> [Text shown]
Content starts

Have you ever noticed how some people, no matter how brightly the sun is shining in November, will find the one cloud in the sky and start forecasting the ice storm that’s sure to come in February?

Okay–if you’re from Michigan, you get a pass. Here, in the land of the really long winters, you can’t blame us for getting a head start on our worrying!

The folks I’m talking about are the ones who love to complain about what a nightmare it was when the barista at Starbucks ruined their latte, how Uncle Joe rooked them out of “their” inheritance, or why some unknown road rager flipping them the bird on the freeway on the way to work ruined their day.  No matter how well life may be treating them, they will find the one thing that’s wrong and dwell on it like it’s the only thing that’s ever happened, and like they are the only one it ever happened to.

I had an aunt like that.  To be fair, she was funny, warm, and loving, but no one could top her in the negativity department.  She once asked me, “Why aren’t you bitter?”  The question surprised me but I thought about it and said, “Because I can’t stand how it feels.” “Humph!” she said.  “I wish I could feel that way, but it’s just too &%+#@ hard.”

I always wondered why it is we tend to remember the one bad thing that happens to us and ignore the good stuff.  You know, like being miserable about the one person who fell asleep in the middle of your presentation even though everyone else was paying really close attention.

The conversation with my aunt gave me some insight.  It helped me realize that negativity is actually a choice…a choice we make when being positive seems just too *&%#@ hard.  It helped me understand that one of the reasons we are so sensitive to hurt and pain is because we give it so much of our attention.

Content ends

> [Exercise instructions] Copy the part of the text about negativity from "I always wondered" through "of our attention.", inclusive.

> [Study material]
Content starts

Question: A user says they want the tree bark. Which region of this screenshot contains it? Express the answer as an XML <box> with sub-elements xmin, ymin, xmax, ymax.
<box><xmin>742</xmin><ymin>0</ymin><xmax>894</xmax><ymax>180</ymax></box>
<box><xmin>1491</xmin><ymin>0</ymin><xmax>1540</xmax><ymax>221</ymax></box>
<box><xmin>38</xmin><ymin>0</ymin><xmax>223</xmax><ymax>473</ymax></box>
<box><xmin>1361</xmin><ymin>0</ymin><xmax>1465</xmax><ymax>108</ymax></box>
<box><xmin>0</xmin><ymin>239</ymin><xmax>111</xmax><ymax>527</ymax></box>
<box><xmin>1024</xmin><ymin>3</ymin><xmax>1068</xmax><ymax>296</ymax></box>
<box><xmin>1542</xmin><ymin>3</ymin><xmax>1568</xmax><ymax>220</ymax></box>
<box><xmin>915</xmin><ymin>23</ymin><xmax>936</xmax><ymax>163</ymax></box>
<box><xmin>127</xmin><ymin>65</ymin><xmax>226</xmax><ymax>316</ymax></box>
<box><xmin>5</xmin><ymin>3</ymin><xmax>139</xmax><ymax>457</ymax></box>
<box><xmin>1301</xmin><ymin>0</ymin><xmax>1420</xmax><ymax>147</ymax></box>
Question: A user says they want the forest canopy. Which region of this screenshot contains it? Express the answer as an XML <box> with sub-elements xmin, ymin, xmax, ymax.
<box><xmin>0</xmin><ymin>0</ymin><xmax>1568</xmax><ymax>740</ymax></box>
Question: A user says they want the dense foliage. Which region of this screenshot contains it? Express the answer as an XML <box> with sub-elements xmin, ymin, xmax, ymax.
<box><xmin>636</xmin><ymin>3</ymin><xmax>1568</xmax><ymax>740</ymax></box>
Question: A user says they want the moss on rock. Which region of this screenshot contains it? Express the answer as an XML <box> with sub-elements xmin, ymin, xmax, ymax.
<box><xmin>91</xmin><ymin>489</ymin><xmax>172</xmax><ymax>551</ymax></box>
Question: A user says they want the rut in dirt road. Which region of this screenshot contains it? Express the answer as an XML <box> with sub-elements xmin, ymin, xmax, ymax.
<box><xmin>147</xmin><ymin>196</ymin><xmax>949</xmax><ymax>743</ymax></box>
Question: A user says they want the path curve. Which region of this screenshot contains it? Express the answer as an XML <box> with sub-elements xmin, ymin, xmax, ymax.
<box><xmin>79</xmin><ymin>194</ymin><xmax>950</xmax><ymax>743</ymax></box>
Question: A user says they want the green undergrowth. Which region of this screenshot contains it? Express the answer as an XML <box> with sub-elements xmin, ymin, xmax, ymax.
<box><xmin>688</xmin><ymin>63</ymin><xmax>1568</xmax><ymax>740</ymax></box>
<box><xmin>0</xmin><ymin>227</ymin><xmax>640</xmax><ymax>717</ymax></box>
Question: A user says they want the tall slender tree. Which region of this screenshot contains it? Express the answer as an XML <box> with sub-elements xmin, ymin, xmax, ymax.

Content ends

> [Answer below]
I always wondered why it is we tend to remember the one bad thing that happens to us and ignore the good stuff.  You know, like being miserable about the one person who fell asleep in the middle of your presentation even though everyone else was paying really close attention.

The conversation with my aunt gave me some insight.  It helped me realize that negativity is actually a choice…a choice we make when being positive seems just too *&%#@ hard.  It helped me understand that one of the reasons we are so sensitive to hurt and pain is because we give it so much of our attention.